**What to work on:**
Each line of the data has to be written out again exactly as shown.

**Dataset entries:**
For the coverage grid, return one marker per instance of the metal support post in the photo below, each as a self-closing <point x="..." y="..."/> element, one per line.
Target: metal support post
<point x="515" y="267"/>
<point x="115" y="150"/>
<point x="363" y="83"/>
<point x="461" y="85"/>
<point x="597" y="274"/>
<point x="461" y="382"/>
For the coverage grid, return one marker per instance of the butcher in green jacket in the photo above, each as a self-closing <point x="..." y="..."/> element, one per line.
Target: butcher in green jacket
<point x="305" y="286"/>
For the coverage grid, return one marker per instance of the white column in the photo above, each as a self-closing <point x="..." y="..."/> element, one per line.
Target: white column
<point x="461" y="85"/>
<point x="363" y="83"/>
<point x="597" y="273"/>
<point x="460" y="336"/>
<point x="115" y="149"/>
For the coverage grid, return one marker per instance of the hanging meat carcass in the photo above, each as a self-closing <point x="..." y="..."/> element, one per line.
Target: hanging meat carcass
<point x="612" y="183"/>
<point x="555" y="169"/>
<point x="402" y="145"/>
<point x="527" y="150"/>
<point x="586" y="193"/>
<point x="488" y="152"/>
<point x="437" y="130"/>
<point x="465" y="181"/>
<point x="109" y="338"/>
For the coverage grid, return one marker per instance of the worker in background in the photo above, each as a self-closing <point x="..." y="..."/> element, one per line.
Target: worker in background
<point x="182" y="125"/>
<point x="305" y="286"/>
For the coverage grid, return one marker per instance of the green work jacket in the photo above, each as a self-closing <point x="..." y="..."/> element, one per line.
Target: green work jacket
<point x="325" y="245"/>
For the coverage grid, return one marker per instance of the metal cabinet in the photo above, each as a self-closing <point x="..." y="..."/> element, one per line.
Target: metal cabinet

**Response for this exercise:**
For the coverage grid, return one marker per instance of the metal support post in the photo below, each as a self-closing <point x="..." y="..."/> element, one per line.
Target: metal support post
<point x="515" y="267"/>
<point x="115" y="150"/>
<point x="363" y="83"/>
<point x="461" y="85"/>
<point x="597" y="274"/>
<point x="461" y="382"/>
For the coverage grid, return one marker per instance of the butcher in green jacket in the photo above, each as a self-closing <point x="..." y="..."/> element, one per line.
Target: butcher in green jacket
<point x="305" y="286"/>
For the coverage grid, return one marker per instance of the white column in the photo above, each as a self-closing <point x="..." y="..."/> element, one per line.
Target: white column
<point x="461" y="85"/>
<point x="363" y="83"/>
<point x="597" y="273"/>
<point x="460" y="336"/>
<point x="115" y="149"/>
For the coverage grid, return one marker per instance of the hanging meat carcass in the photo above, each as a self-closing <point x="..." y="..."/> element, one per line.
Target: hanging meat carcass
<point x="612" y="183"/>
<point x="555" y="169"/>
<point x="402" y="145"/>
<point x="527" y="150"/>
<point x="586" y="193"/>
<point x="488" y="152"/>
<point x="437" y="130"/>
<point x="465" y="181"/>
<point x="109" y="338"/>
For the coverage grid, return one marker per instance of the worker in background in the photo above, each as a self-closing <point x="..." y="..."/> element, one per line.
Target: worker in background
<point x="182" y="125"/>
<point x="305" y="286"/>
For the coverage grid, return one marker per instance of the green work jacket in the photo above, each as a self-closing <point x="..." y="..."/> element, one per line.
Target: green work jacket
<point x="325" y="245"/>
For the coverage grid, return one marker per instance of the metal cabinet in the photo above, each as a self-closing <point x="..." y="..."/> element, one per line.
Target: metal cabinet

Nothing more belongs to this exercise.